---------- Given text ----------
FIG. 9 is a side elevational view of the rack of FIG. 1 shown in a collapsed position.

DETAILED DESCRIPTION OF THE INVENTION

A versatile, strong rack for storing sports equipment is provided in accordance with a preferred embodiment of the present invention. As illustrated in FIGS. 1 and 4-8, the rack 10 has a U-shaped bracket 45 having a first vertical member 11 and a second vertical member 12 mounted to a vertical support surface 13 in parallel, laterally spaced relation to each other. In particular, the first and second vertical members 11, 12 are coupled to a planar member 44 extending between the first and second vertical members, the planar member 44 being mounted to a wall. In a preferred embodiment, the rack 10 is coupled to a stud 61 in the wall, for example via screws 62, as seen in FIGS. 1 and 2. In a preferred embodiment, a first arm 14 is coupled to the first vertical member 11 and a second arm 15 is coupled to the second vertical member 12. The first and second arms 14, 15 are substantially parallel to each other and extend outward perpendicular to the vertical support surface. As best seen in FIGS. 1-3, a distal end 16 of the first arm 14 and a distal end 17 of the second arm 15 are both provided with a recess 18 to receive and support a bicycle frame 19.
---------- Extracted records ----------
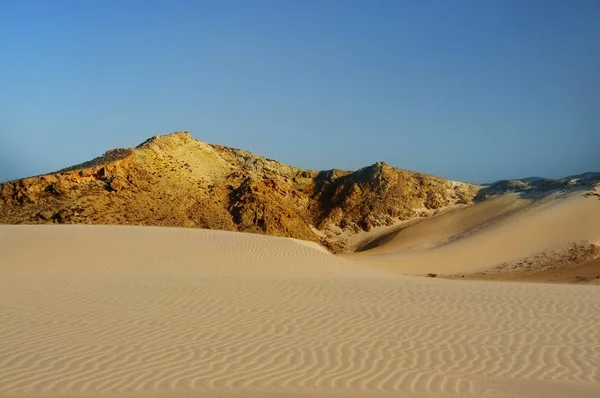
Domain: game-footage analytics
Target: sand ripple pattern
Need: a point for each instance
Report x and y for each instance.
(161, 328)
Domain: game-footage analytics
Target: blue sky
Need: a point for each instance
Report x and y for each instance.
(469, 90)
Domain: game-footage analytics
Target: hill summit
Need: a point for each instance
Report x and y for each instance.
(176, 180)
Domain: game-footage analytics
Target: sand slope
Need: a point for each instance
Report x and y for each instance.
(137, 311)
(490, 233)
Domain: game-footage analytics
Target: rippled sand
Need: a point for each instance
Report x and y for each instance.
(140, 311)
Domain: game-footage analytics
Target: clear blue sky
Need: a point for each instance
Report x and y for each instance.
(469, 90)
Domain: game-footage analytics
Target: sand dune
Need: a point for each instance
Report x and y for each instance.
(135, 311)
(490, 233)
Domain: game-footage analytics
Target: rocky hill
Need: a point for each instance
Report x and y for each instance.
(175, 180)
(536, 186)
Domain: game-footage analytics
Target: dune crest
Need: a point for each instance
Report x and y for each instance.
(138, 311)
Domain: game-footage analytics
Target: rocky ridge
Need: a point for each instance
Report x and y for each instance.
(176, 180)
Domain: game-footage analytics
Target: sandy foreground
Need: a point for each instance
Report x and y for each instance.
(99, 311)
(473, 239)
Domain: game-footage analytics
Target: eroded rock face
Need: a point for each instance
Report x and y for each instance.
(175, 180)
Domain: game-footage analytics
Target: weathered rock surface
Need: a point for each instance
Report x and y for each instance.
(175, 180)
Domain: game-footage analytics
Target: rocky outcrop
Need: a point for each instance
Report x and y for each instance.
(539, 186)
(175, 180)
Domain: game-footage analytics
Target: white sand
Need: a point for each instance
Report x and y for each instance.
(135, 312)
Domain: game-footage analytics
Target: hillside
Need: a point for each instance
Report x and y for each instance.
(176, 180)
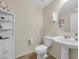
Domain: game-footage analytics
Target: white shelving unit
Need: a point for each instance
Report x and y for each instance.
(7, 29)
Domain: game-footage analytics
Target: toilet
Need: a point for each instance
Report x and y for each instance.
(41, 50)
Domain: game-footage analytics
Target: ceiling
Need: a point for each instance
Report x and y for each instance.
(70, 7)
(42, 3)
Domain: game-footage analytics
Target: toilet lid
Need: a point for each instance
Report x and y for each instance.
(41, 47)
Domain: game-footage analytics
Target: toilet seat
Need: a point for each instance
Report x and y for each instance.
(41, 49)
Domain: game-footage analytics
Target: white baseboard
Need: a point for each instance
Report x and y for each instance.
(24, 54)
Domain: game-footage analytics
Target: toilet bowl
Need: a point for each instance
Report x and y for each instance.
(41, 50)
----------
---------- Extracted records ----------
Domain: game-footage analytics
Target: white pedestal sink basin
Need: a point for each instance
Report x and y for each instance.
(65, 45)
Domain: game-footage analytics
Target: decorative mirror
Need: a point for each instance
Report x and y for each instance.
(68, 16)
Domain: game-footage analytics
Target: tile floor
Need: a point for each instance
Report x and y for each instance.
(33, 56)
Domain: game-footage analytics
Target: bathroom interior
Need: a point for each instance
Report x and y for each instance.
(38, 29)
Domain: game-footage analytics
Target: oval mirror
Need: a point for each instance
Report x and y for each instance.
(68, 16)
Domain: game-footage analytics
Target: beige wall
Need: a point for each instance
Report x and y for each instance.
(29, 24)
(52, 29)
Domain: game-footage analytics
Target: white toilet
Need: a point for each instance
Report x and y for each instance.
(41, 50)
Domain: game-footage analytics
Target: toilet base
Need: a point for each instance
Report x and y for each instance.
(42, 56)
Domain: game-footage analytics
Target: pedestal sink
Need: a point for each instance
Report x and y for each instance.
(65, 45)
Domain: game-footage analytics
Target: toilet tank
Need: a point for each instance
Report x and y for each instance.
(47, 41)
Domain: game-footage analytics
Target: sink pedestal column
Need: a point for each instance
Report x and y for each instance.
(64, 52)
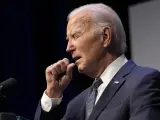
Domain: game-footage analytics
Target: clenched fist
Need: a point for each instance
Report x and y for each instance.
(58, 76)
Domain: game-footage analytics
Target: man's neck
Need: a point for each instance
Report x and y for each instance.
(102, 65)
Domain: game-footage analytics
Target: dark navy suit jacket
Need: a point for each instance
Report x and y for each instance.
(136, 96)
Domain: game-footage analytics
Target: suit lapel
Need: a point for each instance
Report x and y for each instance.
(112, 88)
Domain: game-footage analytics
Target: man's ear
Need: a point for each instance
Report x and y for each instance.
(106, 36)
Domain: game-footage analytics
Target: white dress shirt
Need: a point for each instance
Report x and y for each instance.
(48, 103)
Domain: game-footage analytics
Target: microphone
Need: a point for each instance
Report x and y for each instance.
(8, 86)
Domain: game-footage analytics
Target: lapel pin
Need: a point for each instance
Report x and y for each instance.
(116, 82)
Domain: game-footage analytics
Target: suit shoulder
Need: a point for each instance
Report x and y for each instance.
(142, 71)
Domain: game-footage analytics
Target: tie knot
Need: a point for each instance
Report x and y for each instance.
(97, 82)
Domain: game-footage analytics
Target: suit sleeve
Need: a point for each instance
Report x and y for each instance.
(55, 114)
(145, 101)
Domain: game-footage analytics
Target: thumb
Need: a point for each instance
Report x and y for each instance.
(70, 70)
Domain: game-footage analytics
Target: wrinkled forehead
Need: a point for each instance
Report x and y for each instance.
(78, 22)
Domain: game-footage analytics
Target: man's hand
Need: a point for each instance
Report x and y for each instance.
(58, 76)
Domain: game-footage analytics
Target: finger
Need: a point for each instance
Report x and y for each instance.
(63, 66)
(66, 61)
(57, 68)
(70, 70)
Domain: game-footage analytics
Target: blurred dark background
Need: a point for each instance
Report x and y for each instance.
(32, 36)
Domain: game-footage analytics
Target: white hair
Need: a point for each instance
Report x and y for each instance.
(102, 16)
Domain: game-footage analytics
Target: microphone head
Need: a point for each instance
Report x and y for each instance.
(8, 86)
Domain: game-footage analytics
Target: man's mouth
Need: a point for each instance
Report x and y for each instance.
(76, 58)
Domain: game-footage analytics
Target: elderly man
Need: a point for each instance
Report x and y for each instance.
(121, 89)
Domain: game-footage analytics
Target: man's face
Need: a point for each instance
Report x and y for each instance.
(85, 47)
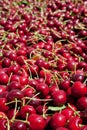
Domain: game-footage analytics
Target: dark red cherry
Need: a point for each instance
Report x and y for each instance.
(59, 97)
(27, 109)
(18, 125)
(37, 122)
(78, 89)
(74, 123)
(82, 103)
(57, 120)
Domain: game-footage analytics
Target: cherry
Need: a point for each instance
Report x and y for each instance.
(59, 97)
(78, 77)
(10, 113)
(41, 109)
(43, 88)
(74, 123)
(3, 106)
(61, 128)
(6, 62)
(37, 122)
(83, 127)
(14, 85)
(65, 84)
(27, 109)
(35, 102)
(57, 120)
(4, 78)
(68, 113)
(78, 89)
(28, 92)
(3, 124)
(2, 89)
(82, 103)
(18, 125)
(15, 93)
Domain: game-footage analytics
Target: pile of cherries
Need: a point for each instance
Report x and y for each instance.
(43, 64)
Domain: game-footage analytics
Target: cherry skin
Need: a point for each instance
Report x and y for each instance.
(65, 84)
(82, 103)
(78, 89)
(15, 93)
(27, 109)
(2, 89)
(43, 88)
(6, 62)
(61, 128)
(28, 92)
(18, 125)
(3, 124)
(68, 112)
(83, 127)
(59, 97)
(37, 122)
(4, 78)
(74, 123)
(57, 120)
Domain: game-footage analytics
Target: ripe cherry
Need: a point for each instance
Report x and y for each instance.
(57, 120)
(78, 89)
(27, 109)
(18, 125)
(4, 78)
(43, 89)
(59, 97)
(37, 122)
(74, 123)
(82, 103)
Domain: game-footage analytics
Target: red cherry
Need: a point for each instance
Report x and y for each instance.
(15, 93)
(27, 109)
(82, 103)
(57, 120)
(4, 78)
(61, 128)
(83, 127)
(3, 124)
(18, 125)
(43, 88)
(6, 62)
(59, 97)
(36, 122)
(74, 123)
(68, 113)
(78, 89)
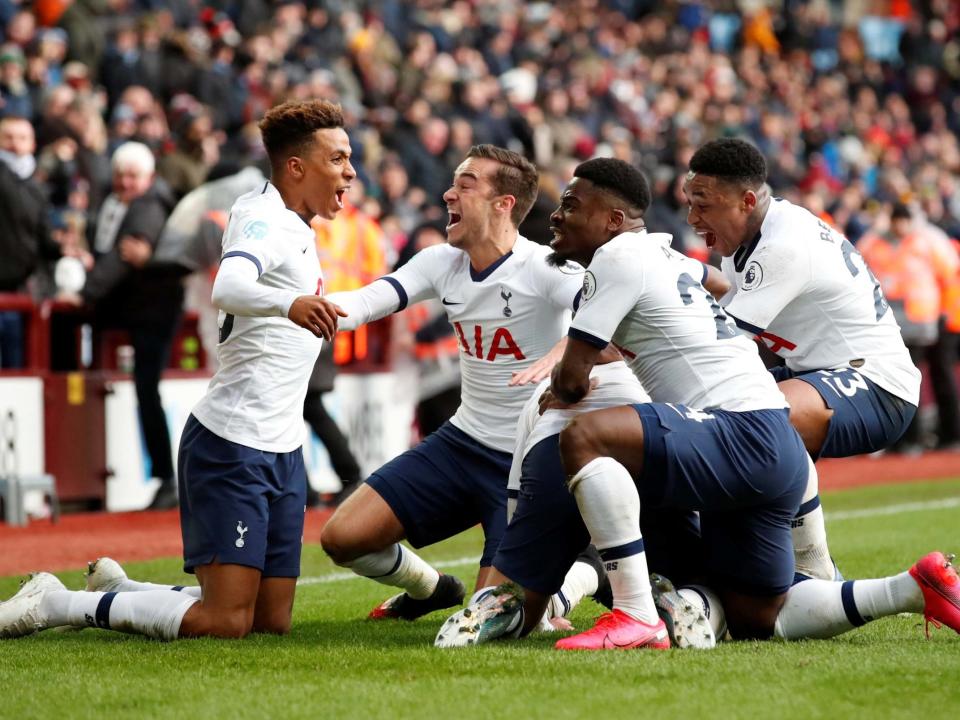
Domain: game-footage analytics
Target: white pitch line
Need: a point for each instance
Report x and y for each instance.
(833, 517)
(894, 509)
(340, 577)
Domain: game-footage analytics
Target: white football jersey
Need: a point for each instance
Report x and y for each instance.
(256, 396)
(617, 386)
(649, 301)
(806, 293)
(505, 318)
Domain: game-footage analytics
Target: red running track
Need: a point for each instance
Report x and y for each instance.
----------
**Aim:** Using the rack description, state whether each statement agrees with it, answering yes or no and quoting the words that decide it: (a) the two arms extend outward perpendicular to the vertical support surface; (b) the planar member is mounted to the floor; (c) only the first arm has a recess at its distal end. The records are not needed for any of the work.

**Answer to this problem:**
(a) Yes: "extend outward perpendicular to the vertical support surface"
(b) No: "the planar member 44 being mounted to a wall"
(c) No: "a distal end 16 of the first arm 14 and a distal end 17 of the second arm 15 are both provided with a recess 18"